§ Your instructions
All of the entries need to be repeated exactly. Leave nothing out.

Referring expression pointing data

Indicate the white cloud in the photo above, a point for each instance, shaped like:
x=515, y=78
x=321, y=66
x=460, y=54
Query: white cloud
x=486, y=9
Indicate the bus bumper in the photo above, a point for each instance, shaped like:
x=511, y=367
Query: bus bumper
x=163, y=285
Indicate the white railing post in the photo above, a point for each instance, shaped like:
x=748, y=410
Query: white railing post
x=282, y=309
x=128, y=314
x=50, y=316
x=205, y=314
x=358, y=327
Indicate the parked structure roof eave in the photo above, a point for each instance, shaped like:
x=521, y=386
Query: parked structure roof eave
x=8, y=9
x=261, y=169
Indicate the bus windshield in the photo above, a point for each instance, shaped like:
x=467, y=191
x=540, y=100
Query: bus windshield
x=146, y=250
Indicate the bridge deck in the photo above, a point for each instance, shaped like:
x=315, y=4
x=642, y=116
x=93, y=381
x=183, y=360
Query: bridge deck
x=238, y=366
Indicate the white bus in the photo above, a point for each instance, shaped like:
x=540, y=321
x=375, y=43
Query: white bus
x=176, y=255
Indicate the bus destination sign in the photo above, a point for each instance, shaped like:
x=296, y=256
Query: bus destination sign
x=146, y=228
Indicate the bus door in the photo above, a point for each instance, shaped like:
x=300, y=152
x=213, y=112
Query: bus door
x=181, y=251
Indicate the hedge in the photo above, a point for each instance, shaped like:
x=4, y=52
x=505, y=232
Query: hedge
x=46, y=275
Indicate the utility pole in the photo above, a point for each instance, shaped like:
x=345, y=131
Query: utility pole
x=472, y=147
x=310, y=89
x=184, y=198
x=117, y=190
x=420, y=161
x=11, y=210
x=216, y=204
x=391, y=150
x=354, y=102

§ Response area
Indicate the white cloud in the photo above, a point for each instance, shaped like:
x=515, y=78
x=321, y=66
x=460, y=54
Query: white cloud
x=486, y=9
Indicate the bus bumper in the photo above, a point for each instance, shaped like:
x=511, y=367
Query: bus bumper
x=163, y=285
Indicate the white railing post in the photo above, a point for each instance, shaped like:
x=748, y=410
Query: white railing post
x=282, y=309
x=128, y=314
x=50, y=316
x=205, y=314
x=358, y=327
Indicate the parked structure roof eave in the photo above, a point for each instance, shaped like:
x=521, y=386
Query: parked structure roof eave
x=8, y=9
x=261, y=169
Indicate the bus windshield in the photo above, a point for each instance, shaped like:
x=467, y=191
x=540, y=100
Query: bus windshield
x=146, y=250
Indicate the bridge deck in the photo above, a point for each instance, shaped like:
x=315, y=4
x=642, y=116
x=93, y=381
x=183, y=360
Query: bridge deck
x=238, y=366
Indicate the white bus in the photo above, a point for each instance, shaped like:
x=540, y=321
x=375, y=43
Query: white bus
x=176, y=255
Indicate the bus destination sign in the photo above, a point for each instance, shaped like:
x=296, y=256
Query: bus destination sign
x=146, y=228
Indicate the bus door in the photo above, a point for each instance, shaped like:
x=300, y=152
x=213, y=112
Query: bus door
x=181, y=251
Indicate the hedge in the photo above, a point for each instance, shaped like:
x=4, y=52
x=505, y=232
Query: hedge
x=46, y=275
Indicate the utility pole in the photo above, a point for each instance, shaped like:
x=345, y=131
Query: utility pole
x=472, y=147
x=310, y=89
x=184, y=198
x=117, y=190
x=420, y=161
x=11, y=210
x=216, y=204
x=391, y=150
x=354, y=102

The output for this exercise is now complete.